- _Task objective_:
Rewrite the entries from the line containing "finding every computer" through the line containing "[0,136,167,211]", requests included, adding 82 to every bounding box coordinate in the answers.

[Stored items from a collection]

□ □ □

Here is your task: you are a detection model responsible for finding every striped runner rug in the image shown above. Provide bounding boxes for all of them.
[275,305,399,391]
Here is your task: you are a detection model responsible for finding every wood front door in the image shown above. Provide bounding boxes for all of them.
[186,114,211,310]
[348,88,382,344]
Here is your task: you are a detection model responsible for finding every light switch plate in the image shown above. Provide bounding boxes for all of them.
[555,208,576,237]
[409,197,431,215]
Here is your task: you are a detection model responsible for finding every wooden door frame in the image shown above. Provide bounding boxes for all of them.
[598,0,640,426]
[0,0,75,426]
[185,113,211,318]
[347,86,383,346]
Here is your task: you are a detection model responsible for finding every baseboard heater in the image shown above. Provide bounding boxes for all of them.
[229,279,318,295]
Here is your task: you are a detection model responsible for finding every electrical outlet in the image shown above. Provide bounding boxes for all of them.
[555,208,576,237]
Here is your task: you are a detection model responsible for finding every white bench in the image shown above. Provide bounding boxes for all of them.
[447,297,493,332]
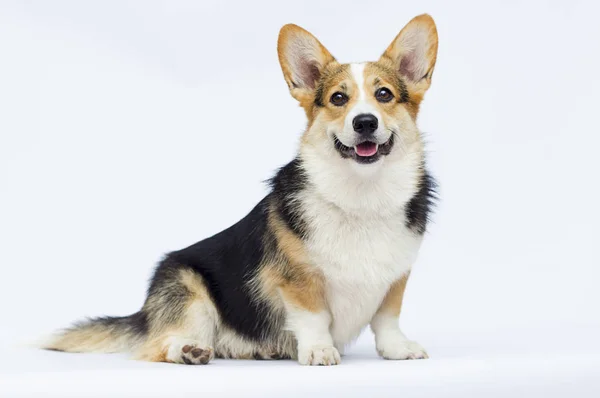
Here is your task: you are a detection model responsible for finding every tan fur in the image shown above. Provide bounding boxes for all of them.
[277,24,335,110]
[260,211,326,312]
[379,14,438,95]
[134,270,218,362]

□ □ □

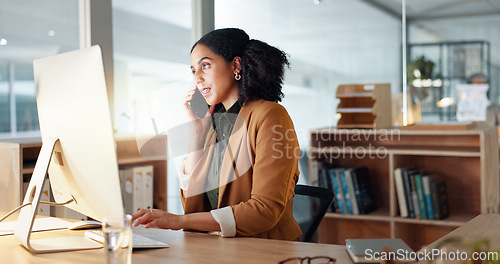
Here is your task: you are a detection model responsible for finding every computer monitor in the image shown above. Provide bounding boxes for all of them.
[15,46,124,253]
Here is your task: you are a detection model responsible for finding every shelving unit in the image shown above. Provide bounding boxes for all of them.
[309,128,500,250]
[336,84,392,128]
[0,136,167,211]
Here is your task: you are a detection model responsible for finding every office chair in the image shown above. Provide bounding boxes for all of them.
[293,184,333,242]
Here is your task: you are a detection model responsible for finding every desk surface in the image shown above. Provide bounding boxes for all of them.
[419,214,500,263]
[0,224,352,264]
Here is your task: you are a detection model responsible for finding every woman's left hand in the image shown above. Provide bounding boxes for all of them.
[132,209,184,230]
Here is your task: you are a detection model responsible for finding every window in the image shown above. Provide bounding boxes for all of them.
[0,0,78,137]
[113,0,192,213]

□ □ □

- _Answer to this task_:
Here is your task: you are a detection model responsible for finding every computer monitor in the image shown above. Provide bounding boxes for all of them.
[97,128,206,335]
Here is your task: you are a detection model responsible for finding every shelving unit in the image shown above. Provide bounding boxes for all of them.
[391,210,582,332]
[418,166,474,210]
[82,218,249,293]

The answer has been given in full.